Short exercise
In the records below, print verbatim every line from the line containing "Target: tree stump" through the line containing "column 159, row 158", including both of those lines. Leave the pictures out of your answer.

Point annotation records
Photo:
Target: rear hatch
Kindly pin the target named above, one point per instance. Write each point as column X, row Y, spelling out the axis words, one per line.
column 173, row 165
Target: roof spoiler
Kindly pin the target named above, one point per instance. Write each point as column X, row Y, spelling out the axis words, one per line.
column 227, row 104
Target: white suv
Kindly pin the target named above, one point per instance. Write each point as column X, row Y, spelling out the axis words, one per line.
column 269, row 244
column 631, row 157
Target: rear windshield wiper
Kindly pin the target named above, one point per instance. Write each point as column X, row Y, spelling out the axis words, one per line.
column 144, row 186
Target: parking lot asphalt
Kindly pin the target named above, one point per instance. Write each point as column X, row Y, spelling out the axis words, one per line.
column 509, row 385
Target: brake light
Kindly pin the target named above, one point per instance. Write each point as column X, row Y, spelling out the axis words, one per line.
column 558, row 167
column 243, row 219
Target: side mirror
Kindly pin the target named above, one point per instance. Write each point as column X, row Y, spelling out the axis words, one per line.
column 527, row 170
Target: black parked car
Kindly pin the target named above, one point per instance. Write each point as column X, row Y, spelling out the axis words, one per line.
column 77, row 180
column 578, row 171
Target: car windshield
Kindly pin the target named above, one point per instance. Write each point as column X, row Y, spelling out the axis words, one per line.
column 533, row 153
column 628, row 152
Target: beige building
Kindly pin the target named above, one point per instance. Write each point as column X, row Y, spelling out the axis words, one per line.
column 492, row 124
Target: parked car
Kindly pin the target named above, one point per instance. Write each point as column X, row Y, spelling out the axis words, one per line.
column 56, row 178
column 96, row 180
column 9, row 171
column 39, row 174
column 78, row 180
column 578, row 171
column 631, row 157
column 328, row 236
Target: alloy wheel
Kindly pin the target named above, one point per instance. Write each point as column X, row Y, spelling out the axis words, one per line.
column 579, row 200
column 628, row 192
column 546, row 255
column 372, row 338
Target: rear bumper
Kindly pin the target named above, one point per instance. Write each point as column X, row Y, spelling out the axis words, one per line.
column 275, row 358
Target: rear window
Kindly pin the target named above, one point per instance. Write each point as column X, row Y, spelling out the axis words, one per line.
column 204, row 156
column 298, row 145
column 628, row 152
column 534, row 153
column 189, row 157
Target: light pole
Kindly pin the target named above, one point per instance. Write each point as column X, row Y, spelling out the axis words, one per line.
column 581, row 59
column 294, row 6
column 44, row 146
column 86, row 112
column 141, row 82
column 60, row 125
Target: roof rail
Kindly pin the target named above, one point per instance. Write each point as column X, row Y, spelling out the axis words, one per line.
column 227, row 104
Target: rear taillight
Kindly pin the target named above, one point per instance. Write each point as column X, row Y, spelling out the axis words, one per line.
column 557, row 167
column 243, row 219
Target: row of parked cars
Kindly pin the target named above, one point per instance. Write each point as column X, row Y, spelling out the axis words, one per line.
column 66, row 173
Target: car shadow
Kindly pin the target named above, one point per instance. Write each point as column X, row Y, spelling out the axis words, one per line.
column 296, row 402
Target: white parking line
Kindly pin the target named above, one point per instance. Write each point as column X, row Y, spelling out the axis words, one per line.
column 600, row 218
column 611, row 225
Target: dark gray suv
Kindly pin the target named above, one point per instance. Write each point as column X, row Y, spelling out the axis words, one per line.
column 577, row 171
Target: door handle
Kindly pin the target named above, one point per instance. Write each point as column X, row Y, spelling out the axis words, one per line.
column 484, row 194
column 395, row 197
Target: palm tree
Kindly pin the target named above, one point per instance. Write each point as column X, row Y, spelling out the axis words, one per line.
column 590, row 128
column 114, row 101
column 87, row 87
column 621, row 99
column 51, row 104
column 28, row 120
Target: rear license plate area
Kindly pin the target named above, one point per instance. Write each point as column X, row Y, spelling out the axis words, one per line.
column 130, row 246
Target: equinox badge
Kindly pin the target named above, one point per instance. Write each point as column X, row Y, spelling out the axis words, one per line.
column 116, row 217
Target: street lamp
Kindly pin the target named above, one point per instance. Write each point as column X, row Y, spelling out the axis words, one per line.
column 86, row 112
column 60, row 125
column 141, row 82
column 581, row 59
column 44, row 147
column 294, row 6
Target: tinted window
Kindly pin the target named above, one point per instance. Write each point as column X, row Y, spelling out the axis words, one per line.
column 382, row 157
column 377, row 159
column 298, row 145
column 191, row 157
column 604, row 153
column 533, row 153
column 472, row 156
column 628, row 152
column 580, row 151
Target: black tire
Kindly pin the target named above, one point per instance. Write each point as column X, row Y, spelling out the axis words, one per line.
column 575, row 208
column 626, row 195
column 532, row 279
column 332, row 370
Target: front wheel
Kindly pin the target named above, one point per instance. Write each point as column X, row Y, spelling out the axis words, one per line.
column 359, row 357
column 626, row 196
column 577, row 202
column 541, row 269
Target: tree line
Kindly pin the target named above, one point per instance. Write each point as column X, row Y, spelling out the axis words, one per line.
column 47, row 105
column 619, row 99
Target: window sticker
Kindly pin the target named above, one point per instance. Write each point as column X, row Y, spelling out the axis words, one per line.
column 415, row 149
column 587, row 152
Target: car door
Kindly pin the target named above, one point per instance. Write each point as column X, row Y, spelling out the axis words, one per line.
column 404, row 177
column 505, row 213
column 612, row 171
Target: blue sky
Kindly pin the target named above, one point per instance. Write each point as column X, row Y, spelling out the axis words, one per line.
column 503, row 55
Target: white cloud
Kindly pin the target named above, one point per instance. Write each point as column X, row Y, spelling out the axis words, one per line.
...
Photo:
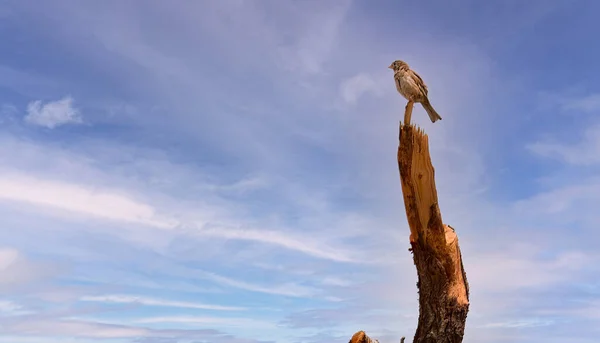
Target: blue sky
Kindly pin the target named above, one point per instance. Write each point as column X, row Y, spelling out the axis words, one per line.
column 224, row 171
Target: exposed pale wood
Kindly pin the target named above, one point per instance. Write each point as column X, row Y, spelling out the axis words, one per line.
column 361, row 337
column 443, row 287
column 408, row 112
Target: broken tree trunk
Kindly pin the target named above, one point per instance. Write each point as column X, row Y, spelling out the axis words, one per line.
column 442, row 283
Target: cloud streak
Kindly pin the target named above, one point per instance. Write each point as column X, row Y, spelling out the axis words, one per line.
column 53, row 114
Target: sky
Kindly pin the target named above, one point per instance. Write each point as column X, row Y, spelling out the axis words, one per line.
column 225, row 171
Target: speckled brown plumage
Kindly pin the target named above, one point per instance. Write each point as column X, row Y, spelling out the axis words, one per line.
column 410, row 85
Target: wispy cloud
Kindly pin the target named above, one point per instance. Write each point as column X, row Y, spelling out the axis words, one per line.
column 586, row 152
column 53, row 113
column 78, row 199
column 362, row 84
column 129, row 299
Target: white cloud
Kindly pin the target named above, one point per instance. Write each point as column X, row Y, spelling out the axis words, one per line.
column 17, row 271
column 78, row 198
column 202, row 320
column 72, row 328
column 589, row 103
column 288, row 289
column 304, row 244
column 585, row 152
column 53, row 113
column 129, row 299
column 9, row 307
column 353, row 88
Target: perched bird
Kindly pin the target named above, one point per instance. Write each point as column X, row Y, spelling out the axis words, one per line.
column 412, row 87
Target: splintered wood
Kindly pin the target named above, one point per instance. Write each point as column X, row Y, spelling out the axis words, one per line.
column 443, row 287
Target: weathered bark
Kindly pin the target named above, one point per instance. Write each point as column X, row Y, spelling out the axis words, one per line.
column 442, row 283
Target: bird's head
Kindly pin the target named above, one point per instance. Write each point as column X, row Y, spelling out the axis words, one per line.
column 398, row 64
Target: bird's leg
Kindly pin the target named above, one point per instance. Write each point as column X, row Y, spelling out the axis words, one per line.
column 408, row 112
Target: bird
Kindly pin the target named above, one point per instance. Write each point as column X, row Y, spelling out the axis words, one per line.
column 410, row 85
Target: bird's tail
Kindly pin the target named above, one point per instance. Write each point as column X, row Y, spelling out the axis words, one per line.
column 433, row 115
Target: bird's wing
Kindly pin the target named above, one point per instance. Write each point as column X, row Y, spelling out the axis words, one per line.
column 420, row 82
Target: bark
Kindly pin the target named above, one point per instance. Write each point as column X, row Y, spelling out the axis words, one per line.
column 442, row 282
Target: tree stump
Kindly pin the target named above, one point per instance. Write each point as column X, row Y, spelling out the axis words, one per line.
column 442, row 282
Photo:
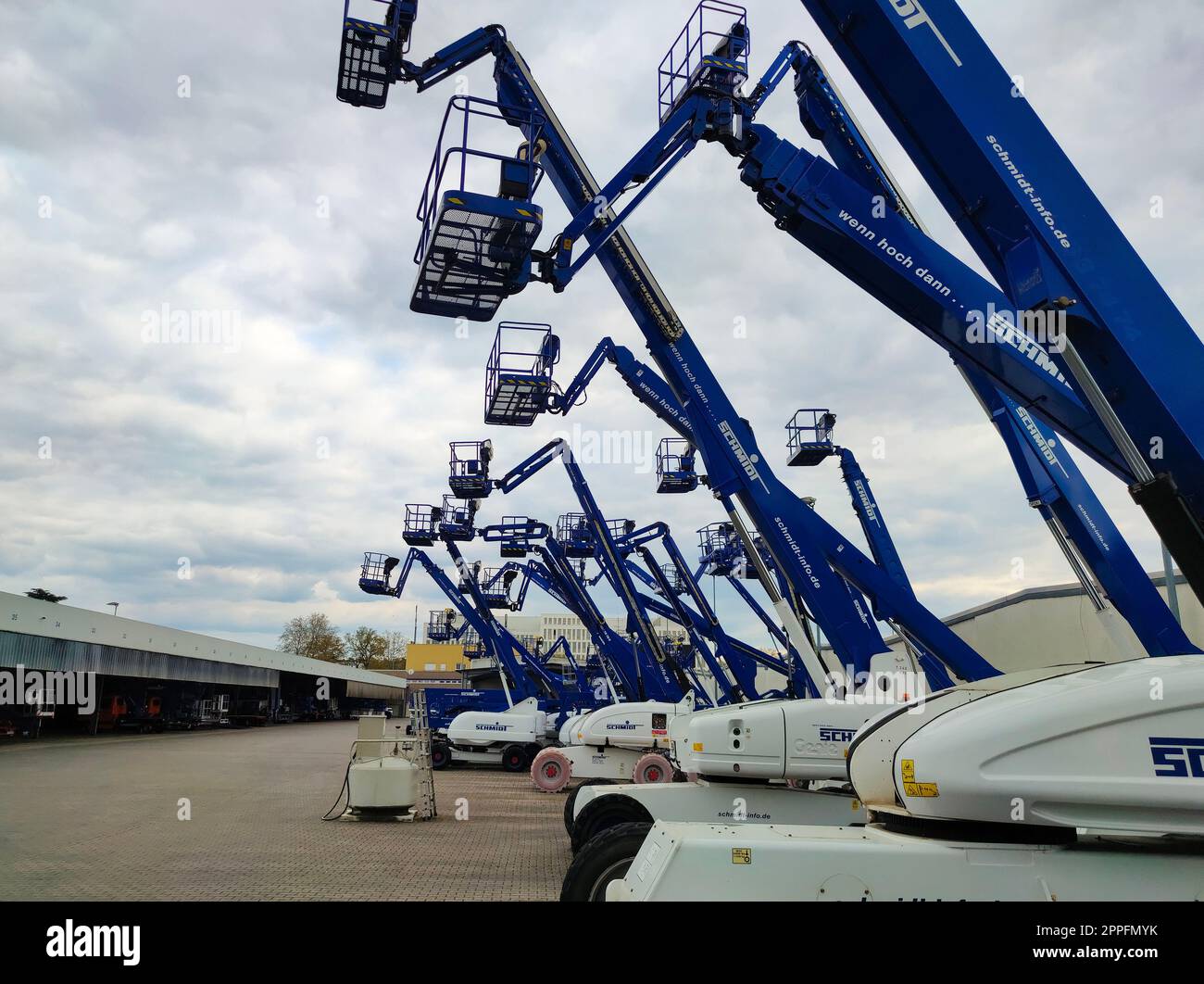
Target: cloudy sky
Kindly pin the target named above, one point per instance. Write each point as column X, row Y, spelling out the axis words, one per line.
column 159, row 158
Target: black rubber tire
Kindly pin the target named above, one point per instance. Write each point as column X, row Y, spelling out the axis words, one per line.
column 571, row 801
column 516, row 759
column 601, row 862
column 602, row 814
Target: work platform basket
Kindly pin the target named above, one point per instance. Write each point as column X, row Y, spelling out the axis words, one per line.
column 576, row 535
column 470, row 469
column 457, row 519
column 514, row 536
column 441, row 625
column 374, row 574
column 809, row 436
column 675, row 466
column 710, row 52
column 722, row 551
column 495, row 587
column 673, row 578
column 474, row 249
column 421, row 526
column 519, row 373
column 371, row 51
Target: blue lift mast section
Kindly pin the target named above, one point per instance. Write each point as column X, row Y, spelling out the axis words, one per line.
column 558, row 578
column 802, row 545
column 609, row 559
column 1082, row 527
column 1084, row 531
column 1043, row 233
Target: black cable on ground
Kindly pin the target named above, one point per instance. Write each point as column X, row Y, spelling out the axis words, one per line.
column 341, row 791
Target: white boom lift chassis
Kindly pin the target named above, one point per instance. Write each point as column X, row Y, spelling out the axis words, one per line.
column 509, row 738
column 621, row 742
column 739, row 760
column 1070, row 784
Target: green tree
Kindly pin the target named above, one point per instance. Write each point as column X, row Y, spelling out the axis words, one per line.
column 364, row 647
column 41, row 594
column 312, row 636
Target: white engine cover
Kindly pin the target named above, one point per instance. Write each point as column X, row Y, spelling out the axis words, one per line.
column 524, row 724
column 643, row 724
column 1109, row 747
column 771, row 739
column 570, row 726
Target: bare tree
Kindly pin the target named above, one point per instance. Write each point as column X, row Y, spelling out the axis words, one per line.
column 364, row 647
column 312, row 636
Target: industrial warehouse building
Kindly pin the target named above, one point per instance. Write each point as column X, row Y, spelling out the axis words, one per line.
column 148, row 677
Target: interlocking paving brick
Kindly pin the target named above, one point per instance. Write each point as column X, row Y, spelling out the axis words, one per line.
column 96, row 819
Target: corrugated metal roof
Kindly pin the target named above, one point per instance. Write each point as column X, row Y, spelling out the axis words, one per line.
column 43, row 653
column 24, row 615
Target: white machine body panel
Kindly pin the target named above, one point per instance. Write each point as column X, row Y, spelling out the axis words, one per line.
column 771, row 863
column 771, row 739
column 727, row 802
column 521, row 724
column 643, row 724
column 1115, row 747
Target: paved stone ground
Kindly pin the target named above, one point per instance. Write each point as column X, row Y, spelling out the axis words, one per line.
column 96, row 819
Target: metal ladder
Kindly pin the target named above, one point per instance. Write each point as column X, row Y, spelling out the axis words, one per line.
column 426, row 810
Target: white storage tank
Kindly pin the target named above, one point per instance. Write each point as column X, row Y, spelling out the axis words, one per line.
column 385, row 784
* * *
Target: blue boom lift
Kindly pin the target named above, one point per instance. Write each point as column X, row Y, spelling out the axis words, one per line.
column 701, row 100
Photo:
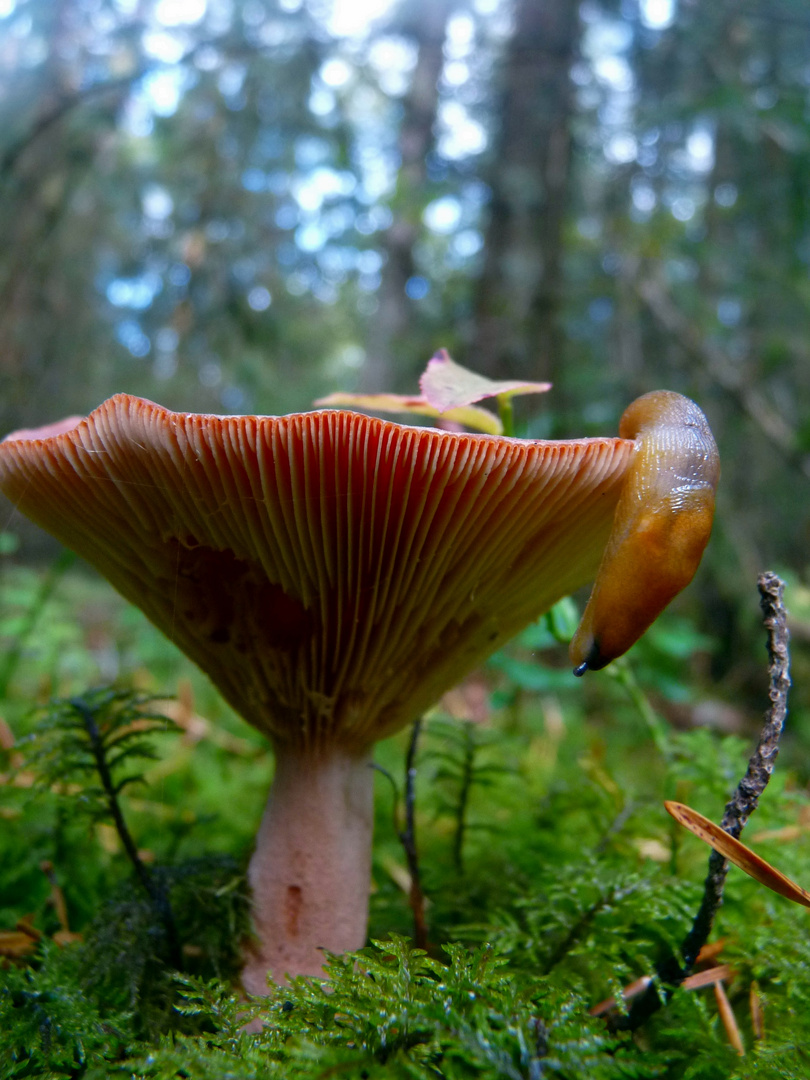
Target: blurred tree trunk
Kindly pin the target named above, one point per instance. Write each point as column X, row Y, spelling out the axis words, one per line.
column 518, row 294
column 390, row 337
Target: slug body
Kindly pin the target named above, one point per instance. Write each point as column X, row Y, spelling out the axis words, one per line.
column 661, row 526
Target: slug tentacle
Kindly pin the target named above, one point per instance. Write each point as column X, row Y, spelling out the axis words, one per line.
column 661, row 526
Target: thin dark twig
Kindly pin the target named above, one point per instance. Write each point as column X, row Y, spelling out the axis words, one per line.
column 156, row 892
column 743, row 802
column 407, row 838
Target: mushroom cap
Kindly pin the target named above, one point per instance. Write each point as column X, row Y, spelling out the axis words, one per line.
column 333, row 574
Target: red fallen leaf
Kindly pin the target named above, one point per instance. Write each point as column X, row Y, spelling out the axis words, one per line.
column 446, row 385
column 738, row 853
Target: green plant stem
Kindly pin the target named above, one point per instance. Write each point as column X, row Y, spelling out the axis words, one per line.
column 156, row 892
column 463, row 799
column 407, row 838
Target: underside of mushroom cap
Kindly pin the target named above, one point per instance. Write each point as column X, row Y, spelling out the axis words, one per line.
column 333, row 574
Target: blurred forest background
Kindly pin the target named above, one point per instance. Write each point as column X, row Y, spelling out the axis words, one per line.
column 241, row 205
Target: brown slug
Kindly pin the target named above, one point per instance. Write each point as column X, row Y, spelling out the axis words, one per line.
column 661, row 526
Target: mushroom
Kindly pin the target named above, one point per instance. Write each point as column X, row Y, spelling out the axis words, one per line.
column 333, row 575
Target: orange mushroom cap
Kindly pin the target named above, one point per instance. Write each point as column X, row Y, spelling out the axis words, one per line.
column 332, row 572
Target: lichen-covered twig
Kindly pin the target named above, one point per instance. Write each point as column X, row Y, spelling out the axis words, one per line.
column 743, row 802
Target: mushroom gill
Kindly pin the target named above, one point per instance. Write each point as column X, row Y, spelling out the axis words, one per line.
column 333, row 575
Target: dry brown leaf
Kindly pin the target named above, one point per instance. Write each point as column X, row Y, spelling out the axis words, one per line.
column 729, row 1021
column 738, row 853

Output
Target: tree stump
Kindly pin the target named above, one point per instance. Write each point as column X, row Y, spelling out the axis words, one per line.
column 442, row 282
Photo:
Target: cloudy sky
Kindly pin the target named above, one point per instance. Write each point as column X, row Y, spelling out the axis words, one per line.
column 159, row 158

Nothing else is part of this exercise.